*** Extract provided Section Begins ***

By on May 14, 2010

Officials working with the Department of Energy tell the Detroit News that GM and Chrysler face no major obstacles in their quest for huge retooling loans from the DOE’s Advanced Technology Vehicle Manufacturing Loan program. GM is seeking $14.4b and Chrysler has asked for $8.55b in low-cost government loans. Says Matt Rogers, a senior adviser to the Energy Department

Project finance details need to be worked through, but those things are working out just fine as we work directly with the companies. It’s really a process of making sure that each of the projects that they have are in fact competitive.

Er, competitive compared to what?

As former Tesla Marketing boss (and frequent ATVML critic) Darryl Siry puts it:
So the guys from the DOE and Booz Allen Hamilton or AT Kearny are trying to judge whether the series hybrid Chevy Volt will be competitive? It certainly will be disadvantaged if you don’t fund it. Why? BECAUSE YOU FUNDED THEIR COMPETITION. Now that you have screwed up the natural forces of the marketplace, the DOE must provide equivalent support for the Volt program and let them compete on a level playing field with Nissan, Ford and even Tesla and Fisker.

*** Extract provided Section Ends ***
*** Data section Section Begins ***

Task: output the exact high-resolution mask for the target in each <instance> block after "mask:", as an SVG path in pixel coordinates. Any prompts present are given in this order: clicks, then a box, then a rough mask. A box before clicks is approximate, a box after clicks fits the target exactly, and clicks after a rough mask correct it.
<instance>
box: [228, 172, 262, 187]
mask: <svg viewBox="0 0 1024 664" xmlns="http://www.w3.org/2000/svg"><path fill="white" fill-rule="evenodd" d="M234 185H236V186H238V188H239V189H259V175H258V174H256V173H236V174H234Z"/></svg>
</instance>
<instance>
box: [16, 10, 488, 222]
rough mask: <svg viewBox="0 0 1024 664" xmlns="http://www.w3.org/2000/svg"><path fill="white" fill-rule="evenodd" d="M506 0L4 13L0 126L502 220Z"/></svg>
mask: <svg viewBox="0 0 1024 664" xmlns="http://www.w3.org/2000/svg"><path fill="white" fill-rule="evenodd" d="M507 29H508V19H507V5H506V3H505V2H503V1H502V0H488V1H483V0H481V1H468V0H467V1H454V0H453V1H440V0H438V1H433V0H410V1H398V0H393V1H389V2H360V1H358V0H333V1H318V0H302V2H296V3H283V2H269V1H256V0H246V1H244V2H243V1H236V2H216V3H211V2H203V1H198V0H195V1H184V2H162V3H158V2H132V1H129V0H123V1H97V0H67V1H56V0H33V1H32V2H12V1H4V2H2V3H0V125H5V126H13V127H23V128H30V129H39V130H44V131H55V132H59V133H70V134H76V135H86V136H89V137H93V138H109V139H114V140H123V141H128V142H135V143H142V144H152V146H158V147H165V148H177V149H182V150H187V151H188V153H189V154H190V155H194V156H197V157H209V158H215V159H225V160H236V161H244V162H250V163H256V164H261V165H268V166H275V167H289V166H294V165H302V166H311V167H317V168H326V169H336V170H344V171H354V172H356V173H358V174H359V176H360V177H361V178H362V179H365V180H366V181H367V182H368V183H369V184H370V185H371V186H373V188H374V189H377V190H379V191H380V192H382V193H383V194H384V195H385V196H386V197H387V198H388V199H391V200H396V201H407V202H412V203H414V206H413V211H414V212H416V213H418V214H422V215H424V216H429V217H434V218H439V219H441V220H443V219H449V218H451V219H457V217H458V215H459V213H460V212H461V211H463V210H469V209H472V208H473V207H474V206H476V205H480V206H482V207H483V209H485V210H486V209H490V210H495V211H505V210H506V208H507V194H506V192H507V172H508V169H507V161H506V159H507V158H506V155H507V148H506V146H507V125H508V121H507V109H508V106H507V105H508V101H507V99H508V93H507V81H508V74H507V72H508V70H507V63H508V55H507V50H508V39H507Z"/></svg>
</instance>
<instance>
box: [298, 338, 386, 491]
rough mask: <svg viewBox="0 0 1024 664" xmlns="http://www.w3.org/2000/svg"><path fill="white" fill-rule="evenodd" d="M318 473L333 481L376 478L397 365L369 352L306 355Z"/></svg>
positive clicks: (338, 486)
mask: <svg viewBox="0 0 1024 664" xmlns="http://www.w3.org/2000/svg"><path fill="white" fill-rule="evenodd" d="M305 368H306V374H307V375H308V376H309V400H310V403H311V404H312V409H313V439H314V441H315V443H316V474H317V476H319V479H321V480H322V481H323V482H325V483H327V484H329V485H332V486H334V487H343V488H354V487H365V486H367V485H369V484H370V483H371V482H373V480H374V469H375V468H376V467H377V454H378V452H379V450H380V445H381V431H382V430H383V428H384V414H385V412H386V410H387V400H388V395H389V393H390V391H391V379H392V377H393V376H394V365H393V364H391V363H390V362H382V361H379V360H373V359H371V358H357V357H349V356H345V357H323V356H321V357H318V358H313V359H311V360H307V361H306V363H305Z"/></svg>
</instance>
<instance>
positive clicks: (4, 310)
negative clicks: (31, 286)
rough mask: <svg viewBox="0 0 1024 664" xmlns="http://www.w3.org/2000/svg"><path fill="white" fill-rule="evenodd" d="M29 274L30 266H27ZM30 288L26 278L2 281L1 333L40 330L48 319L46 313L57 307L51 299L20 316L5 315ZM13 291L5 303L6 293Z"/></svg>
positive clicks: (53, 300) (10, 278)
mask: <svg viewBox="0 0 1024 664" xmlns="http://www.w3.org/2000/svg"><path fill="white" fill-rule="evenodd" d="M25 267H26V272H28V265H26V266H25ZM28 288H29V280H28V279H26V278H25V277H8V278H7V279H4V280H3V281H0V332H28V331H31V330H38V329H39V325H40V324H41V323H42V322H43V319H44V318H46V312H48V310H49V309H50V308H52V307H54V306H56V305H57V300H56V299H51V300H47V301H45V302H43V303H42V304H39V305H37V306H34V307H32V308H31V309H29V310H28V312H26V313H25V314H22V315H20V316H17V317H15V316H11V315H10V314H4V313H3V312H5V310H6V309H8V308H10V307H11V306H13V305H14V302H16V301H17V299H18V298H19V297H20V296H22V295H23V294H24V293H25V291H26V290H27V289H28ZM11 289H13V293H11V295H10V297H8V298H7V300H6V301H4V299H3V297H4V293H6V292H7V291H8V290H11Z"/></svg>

*** Data section Section Ends ***

▸ Work instruction 1
Please translate this sentence from the DOE loan article into Spanish: "GM is seeking $14.4b and Chrysler has asked for $8.55b in low-cost government loans."
▸ Work instruction 2
Pick up the DOE loan article after its final sentence and keep writing it.
The listing is separate material and has no connection to the DOE loan article.

▸ Exercise response 1
GM busca 14.400 millones de dólares y Chrysler ha solicitado 8.550 millones de dólares en préstamos gubernamentales de bajo costo.

▸ Exercise response 2
And he’s right: All four firms he mentions have received money from the ATVML program, despite qualifying for unproven products. Besides, viability of the Volt program was never the main problem with GM’s bid for DOE loans. The big hangup was a financial viability clause, that GM now undoubtedly passes, having received tens of billions of dollars in direct taxpayer support. If you’re going to help GM over the financial hurdle, why pretend that the Volt’s viability is an issue? Especially when the presidential task force on autos already ripped into the Volt’s chances pre-bailout, only to come to swing back in favor of Chevy’s hail mary.
We’ve known that GM needs this money since last summer, and we’ve contacted the DOE several times trying to follow up on the status of GM and Chrysler’s loan applications. Why this whole process has been so shrouded in mystery is hard to understand, and this secrecy is more than a little troubling considering the impact these decisions have on the industry. But then, that bridge was crossed when the bailout happened… why the DOE is wasting time pretending that it might not give GM and Chrysler the cherry on top of their bailout is tough to fathom.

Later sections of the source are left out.